§ ИСХОДНЫЙ ТЕКСТ:
++++
Л. Пантелеев поведал, как впоследствии, спустя примерно десять лет, от своих наставников, по детской литературе узнал, что Чарская — «это очень плохо… эталон пошлости, безвкусицы, дурного тона». И вот, уже будучи автором книг для детей, раздобыл где-то роман Чарской, стал читать. Увы, ему действительно попались неуклюжие слова. Пантелеев очень расстроился. Следовало взять и другие книги, но… писатель остановился: «Так и живут со мной и во мне две Чарские: одна та, которую я читал и любил до 1917 года, и другая — о которую вдруг так неприятно споткнулся где-то в начале тридцатых. Может быть, мне стоило сделать попытку понять: в чем же дело? Но, откровенно говоря, не хочется проделывать эту операцию на собственном сердце. Пусть уж кто-нибудь другой попробует разобраться в этом феномене. А я свидетельствую: любил, люблю, благодарен за все, что она мне дала как человеку и, следовательно, как писателю тоже. Я еще одно могу сказать: не со мной одним такое приключалось…»

В чем здесь дело, мы с вами уже знаем. Повести Чарской — дом, куда взрослым хода нет. В недавно опубликованных воспоминаниях Нелли Морозовой о Евгении Гинзбург есть страницы, посвященные Чарской. Автор «Крутого маршрута», пишет Морозова, «очень не жаловала критиков, искоренивших эту писательницу». Повести Чарской были невидимым прочным кирпичиком в нравственной основе, благодаря которой сумела не запятнать себя чужой кровью в сталинских лагерях и тюрьмах Евгения Гинзбург. Она говорила: «И что это за гонения на Чарскую? Страшнее Чарской зверя нет!.. Сентиментально, видите ли. Так ведь для детей писала. Сначала надо к сердцу детскому обращаться, а потом уж к уму. Когда еще ум разобраться сможет, а сердце уже сострадать научено. Больше всего боялись сострадания и жалости. Заметьте, сознательно безжалостных воспитывали… А помните вы „Княжну Джаваху“?» Евгения Гинзбург вспомнила также «Сибирочку», которую читала своим детям: «Мы плакали в три ручья, нет — в четыре! Алеша, старший. И Васька (впоследствии писатель Василий Аксенов. — В. П.), маленький совсем был, тоже слушал и ревел, на нас глядя» («Горизонт», 1989, 1, с. 48–49).
++++
§ ВЫПОЛНИТЕ ЗАДАНИЯ:
1 > Согласуются ли с текстом о Чарской следующие утверждения? (а) Пантелеев узнал от своих наставников, что Чарская — это плохо, примерно через десять лет. (б) Пантелеев решил сам разобраться, в чем тут дело. (в) Евгения Гинзбург одобряла критиков Чарской. На каждое ответьте «да» или «нет» и приведите решающие слова текста.
2 > Продолжите текст о Чарской, начав сразу после его последнего предложения.

§ ИЗВЛЕЧЕННЫЕ ДАННЫЕ:
++++
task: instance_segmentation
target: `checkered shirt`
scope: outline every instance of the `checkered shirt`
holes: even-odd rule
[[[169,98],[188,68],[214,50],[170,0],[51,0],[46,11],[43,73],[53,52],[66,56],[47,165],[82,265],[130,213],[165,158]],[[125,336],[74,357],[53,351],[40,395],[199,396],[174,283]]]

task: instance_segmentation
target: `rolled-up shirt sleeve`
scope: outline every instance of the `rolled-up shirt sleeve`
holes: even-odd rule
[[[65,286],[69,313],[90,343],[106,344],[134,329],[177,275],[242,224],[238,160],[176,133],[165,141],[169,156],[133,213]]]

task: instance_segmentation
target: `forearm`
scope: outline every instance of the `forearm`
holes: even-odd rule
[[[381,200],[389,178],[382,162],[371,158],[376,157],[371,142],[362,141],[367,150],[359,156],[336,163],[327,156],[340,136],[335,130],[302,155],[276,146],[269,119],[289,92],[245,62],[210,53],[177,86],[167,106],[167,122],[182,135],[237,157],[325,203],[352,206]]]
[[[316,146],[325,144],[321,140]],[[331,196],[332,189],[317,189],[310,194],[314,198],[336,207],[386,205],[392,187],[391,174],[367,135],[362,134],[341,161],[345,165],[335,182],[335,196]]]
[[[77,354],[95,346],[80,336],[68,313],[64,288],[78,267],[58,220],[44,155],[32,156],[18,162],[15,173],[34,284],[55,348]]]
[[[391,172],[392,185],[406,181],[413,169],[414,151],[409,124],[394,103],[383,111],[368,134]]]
++++
§ ОТВЕТЫ НА ЗАДАНИЯ:
1 >
(а) Да: «спустя примерно десять лет, от своих наставников, по детской литературе узнал».
(б) Нет: «не хочется проделывать эту операцию на собственном сердце».
(в) Нет: «очень не жаловала критиков, искоренивших эту писательницу».

2 >
Читая Чарскую, мы, по некоторым верным приметам, узнаем, каковы предшественники знаменитой писательницы. Не стану утомлять читателя подробностями. Она испытала влияние Вальтера Скотта, Диккенса, Гюго, М. Загоскина, И. Лажечникова…

Любить Кавказ ее научили Пушкин и Лермонтов. Трудно сказать, в какой степени, но Чарская знала и грузинские обычаи, и грузинский язык. Она внимательно читала книги по философии, истории, педагогике. Говорила по-французски и по-немецки. Декламировала Софокла в оригинале. Увлекалась модным в ту пору Ницше.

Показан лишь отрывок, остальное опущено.